> _Stated problem_
Please write out the entries below again, swapping "pixel coordinates" for "x,y coordinates" wherever it occurs and leaving everything else unchanged.

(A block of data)
====================

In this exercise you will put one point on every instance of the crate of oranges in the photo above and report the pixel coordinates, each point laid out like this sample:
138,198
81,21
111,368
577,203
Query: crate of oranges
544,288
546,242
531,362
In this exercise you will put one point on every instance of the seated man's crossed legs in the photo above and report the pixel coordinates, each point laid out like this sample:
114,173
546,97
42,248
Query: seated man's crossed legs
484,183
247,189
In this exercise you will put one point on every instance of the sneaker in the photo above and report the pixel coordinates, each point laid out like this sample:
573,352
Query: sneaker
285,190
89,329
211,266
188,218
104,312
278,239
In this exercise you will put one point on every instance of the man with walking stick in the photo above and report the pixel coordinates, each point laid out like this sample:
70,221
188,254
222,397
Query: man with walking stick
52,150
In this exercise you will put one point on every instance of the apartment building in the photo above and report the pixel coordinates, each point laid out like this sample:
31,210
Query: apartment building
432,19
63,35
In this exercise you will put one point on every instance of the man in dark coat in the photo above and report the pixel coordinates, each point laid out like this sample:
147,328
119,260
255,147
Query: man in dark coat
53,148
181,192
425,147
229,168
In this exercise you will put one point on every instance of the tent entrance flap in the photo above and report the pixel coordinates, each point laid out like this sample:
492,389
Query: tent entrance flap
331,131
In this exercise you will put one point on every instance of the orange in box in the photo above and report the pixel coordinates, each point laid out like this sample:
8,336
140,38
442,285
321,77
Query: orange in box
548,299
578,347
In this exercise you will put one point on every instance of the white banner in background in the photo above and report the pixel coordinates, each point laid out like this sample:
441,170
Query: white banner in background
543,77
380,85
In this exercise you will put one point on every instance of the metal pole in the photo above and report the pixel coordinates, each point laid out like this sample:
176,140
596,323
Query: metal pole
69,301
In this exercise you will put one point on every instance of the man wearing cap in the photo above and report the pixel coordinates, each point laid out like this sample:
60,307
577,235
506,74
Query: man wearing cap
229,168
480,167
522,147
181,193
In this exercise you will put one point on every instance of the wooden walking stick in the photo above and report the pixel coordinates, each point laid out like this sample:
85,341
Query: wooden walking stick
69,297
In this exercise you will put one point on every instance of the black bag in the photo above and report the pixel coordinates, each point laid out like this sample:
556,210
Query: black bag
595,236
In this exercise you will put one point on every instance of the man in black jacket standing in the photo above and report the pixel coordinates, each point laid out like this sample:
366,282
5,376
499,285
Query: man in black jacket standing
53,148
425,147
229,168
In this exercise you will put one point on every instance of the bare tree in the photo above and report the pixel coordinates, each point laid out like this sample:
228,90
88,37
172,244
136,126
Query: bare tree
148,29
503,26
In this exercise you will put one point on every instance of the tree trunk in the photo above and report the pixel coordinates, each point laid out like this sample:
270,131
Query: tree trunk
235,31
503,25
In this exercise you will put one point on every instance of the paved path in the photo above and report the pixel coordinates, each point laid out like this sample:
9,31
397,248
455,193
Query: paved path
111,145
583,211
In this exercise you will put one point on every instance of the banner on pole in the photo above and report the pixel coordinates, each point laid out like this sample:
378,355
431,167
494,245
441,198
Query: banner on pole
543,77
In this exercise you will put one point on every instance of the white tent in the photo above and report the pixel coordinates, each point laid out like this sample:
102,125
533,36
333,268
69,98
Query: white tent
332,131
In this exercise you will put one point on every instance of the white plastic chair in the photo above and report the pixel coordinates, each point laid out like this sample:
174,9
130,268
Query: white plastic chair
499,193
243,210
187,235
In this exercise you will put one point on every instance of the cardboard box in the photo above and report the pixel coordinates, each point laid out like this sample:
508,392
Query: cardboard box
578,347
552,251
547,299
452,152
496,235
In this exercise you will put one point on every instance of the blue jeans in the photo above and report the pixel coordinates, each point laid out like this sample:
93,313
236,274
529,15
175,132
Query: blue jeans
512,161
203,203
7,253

====================

> _Solution for this problem_
In this exercise you will put one point on every instance of the crate of oranges in the photo above and report the x,y coordinates, each point laid out like this sample:
138,198
81,21
111,368
577,203
Query: crate of oranges
544,288
546,242
531,362
In this exercise you will put one point on every instance of the seated man's crossed legs in the photo above and report the x,y coordinates, each point laid out like this sample:
114,173
546,97
42,248
Query: seated man's crossed legs
484,183
247,189
In this exercise you will put one point on every instance of the sneaker in the photo above and report the x,y coordinates, each point laid out like this sample:
573,352
Query: sneaker
285,190
89,329
211,266
188,218
104,312
278,239
In this exercise you will put one point on every instance of the man with walking stick in the photo above and report the x,y coordinates, each point laid out like this sample:
70,221
188,254
222,397
Query: man with walking stick
52,150
In this exercise you will put one point on every instance of the apartment building in the photo above and report the x,y coordinates, each point laid out like this sample:
31,210
Query: apartment building
432,19
63,35
In this exercise you will put one point on every instance of the man in dark coat in the photo above and report the x,y coordinates, each point laid out like this sample:
147,328
119,260
255,147
Query: man in dark coat
53,148
181,192
425,147
229,168
In this exercise you will put one point on every instance of the tent entrance flap in the photo above and report the x,y coordinates, each point laid out like this sample:
492,389
Query: tent entrance flap
331,131
In this exercise you will put one point on every instance of the orange in box in the photo above and report the x,y coordinates, each point laid out like this sample:
8,336
140,38
442,285
321,77
Query: orange in box
548,299
578,347
In this exercise you will put one point on every instance of the white banner in background in the photo above and report the x,y coordinates, each point laid out like this sample:
441,170
Query: white banner in background
543,77
380,85
In this exercise you will put one point on every instance of the metal pole in the photo above and report the x,y coordinates, each point laid out like this sample:
176,140
596,323
Query: metal pole
69,301
In this exercise you will put one point on every instance of the man wearing cap in the photo above and report the x,y coordinates, each point laid out like this sample:
60,307
577,235
506,74
Query: man wearing cap
229,168
480,167
522,147
181,193
In this exercise you will put one point on every instance of the wooden walking stick in the photo above and report the x,y coordinates, each point laid out like this sample:
85,341
Query: wooden walking stick
69,297
In this exercise you will put one point on every instance of the black bag in the photo above and report the x,y coordinates, each point laid out like this sample:
556,210
Query: black bag
595,236
In this exercise you will put one point on every instance of the man in black jacket standing in the photo above and report the x,y coordinates, each point laid out like this sample:
366,282
5,376
499,285
Query: man in black jacket standing
53,148
425,147
229,168
In this exercise you will put one point on every instance of the bare tree in the photo above and report the x,y coordinates, each point laid out like this sample:
228,90
88,37
172,244
136,126
Query: bare tree
148,29
503,26
In this exercise you will put one point on every instance of the tree trunk in the photo above and report the x,y coordinates, each point laid out like this sample:
270,131
Query: tree trunk
235,31
503,25
In this exercise you will put one point on every instance of the paved path in the photo above and report the x,y coordinates, each point laid out like this sample:
9,31
397,248
455,193
Query: paved path
111,145
583,211
In this exercise you will put one point on every instance of the banner on pole in the photo above and report the x,y coordinates, each point laid out like this sample:
378,355
431,167
494,245
441,198
Query: banner on pole
543,77
In this exercise you will put one point on every instance of the white tent in the photo above and report the x,y coordinates, each point laid out like this sample:
102,125
533,36
333,268
69,98
Query: white tent
332,131
In this exercise you will put one point on every instance of the white plastic chair in the photo above and report the x,y coordinates, each point laid out like this sample:
174,9
130,268
Query: white plastic chair
499,193
243,210
187,235
In this exercise you will put one point on every instance of the cardboard box in the photo above and report the x,y coordinates, each point laid out like this sample:
508,392
Query: cardboard box
578,347
552,251
547,299
452,152
496,235
In this exercise you will put one point on every instance of the blue jeans in the photo above and report the x,y coordinates, each point laid out like this sample:
93,313
236,274
529,15
175,132
Query: blue jeans
512,161
203,203
7,253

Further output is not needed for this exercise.